**TEXT BLOCK**
***

After i thought about this a bit more, my good old sport Wallress, I realize that you argue your point using nothing but hearsay. Hearsay is gossip or rumor. That means that you are substantiating your arguments based on what you have heard other people say about PTPP... sounds rather indirect, doesn't it? Well, it is. That is why it is INADMISSIBLE. You are lucky this is only a web site, because any judge would throw your libelous ass out of court for trying to present inadmissible hearsay to try to prove your point.

[brown]Quote:
could list a number of well known climbers who have met Pete and think that he's either psycho or
just a jerk. [/brown]

It is possible PTPP is a jerk, or he might be a really nice guy. You can't be sure. The wise man would wait to meet PTPP himself before formulating an opinion. Only a fool, Mr. Wallruss, would use hearsay to support his argument.

[brown]Quote:
I think that there are a number of instances where it has been pointed out that Pete's methods are neither good nor safe.[/brown]

Again, this is hearsay. Would you please be so kind as to tell us which of PTPP's methods you have tried and found to be unsafe? Unless you have done so, do us all a favor and shut up.

***

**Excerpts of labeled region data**
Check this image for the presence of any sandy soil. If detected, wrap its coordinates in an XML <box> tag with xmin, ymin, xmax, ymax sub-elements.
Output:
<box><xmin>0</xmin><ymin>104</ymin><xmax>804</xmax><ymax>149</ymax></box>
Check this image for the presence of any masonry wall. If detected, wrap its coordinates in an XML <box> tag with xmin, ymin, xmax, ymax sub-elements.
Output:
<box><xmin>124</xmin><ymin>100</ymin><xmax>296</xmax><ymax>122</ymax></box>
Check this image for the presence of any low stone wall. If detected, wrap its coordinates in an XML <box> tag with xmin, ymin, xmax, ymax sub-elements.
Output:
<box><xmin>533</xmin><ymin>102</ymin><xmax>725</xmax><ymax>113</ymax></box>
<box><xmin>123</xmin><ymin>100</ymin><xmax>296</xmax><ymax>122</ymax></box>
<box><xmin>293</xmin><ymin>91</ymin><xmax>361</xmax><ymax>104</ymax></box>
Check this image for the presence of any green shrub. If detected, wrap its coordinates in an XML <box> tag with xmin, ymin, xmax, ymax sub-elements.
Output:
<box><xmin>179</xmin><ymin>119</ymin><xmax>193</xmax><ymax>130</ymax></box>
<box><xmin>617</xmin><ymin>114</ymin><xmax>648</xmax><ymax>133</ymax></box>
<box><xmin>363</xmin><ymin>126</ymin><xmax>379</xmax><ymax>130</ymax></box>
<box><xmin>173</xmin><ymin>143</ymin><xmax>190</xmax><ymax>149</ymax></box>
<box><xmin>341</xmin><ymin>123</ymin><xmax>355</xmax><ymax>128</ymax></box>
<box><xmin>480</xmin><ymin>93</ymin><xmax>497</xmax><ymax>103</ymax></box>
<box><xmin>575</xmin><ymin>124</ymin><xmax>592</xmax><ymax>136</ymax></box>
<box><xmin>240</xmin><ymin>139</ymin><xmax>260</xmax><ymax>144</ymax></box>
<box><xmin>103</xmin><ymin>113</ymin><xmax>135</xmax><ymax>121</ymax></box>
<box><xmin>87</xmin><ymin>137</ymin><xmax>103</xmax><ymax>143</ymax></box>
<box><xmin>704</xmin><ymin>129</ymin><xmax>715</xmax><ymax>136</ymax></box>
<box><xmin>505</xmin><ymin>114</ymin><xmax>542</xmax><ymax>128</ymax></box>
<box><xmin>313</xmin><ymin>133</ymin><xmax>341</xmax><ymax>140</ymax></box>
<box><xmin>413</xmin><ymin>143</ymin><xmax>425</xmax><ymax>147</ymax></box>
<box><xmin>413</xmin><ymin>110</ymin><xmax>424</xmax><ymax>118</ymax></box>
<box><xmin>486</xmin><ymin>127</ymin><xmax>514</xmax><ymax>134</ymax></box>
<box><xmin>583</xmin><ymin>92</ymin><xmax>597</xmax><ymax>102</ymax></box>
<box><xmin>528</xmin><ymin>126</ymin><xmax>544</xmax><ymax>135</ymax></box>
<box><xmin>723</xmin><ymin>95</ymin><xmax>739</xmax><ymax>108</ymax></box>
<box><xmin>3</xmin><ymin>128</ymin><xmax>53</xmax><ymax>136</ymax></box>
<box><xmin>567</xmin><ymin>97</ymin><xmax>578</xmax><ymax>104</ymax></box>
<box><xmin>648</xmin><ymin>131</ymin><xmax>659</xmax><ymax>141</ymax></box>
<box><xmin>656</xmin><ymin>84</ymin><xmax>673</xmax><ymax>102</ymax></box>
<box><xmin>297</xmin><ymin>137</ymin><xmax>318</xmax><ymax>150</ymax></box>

***

**STATED GOAL**
Reproduce the part of the forum post on hearsay from "After i thought" up to and including "support his argument.".

**REPLY TO THE EXERCISE**
After i thought about this a bit more, my good old sport Wallress, I realize that you argue your point using nothing but hearsay. Hearsay is gossip or rumor. That means that you are substantiating your arguments based on what you have heard other people say about PTPP... sounds rather indirect, doesn't it? Well, it is. That is why it is INADMISSIBLE. You are lucky this is only a web site, because any judge would throw your libelous ass out of court for trying to present inadmissible hearsay to try to prove your point.

[brown]Quote:
could list a number of well known climbers who have met Pete and think that he's either psycho or
just a jerk. [/brown]

It is possible PTPP is a jerk, or he might be a really nice guy. You can't be sure. The wise man would wait to meet PTPP himself before formulating an opinion. Only a fool, Mr. Wallruss, would use hearsay to support his argument.